- **THE PROBLEM**:
Would you please copy the part of the material below that opens with the line containing "Tag the black trouser" and closes with the line containing "Tag the gold oscar"? Copy it exactly, and only it.
[Start of Attachment]
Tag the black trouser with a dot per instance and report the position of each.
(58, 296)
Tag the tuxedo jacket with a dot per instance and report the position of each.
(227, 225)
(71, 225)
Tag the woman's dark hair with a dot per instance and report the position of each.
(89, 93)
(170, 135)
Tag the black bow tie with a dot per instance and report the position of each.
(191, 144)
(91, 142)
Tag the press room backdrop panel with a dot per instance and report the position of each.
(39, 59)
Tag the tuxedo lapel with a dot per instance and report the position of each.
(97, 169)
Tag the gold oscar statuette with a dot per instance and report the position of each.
[End of Attachment]
[Start of Attachment]
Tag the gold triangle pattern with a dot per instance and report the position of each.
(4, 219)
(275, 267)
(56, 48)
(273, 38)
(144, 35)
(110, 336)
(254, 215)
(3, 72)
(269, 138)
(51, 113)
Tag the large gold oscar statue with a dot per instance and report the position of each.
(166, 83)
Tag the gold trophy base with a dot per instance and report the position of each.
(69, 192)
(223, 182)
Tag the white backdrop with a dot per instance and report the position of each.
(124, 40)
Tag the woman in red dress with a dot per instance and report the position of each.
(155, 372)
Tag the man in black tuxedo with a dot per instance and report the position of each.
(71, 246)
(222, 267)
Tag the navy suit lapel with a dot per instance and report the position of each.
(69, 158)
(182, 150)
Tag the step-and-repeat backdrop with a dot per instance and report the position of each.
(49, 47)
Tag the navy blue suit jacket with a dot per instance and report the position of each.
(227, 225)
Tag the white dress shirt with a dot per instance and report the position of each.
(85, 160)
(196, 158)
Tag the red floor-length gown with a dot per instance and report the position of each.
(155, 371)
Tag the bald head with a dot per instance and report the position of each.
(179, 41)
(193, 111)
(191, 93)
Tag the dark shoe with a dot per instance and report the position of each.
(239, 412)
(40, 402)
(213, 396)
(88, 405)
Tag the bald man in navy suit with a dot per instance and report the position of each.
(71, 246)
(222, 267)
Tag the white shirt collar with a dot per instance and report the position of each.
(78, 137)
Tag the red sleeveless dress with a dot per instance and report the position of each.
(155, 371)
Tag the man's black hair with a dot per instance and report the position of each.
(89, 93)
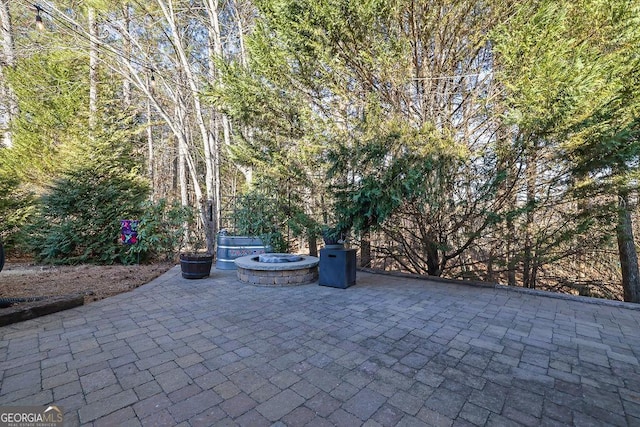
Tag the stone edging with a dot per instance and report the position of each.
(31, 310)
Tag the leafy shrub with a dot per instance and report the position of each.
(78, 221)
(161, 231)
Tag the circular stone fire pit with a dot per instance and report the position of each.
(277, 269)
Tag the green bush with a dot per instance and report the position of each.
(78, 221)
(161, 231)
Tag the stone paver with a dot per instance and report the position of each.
[End of Attachment]
- **RESULT**:
Tag the black trouser with a dot per instance and report the position of each.
(58, 296)
Tag the tuxedo jacket with a dot per instance and report the position of each.
(227, 225)
(71, 225)
Tag the woman's dark hair with a dot per instance and report the position of each.
(89, 93)
(170, 135)
Tag the black bow tie with a dot per instance and report the position of each.
(191, 144)
(91, 142)
Tag the press room backdrop panel with a dot per instance and report the position of each.
(39, 59)
Tag the tuxedo lapel with a dot per instance and report the position of each.
(97, 169)
Tag the gold oscar statuette with a dot per instance and report the position of each.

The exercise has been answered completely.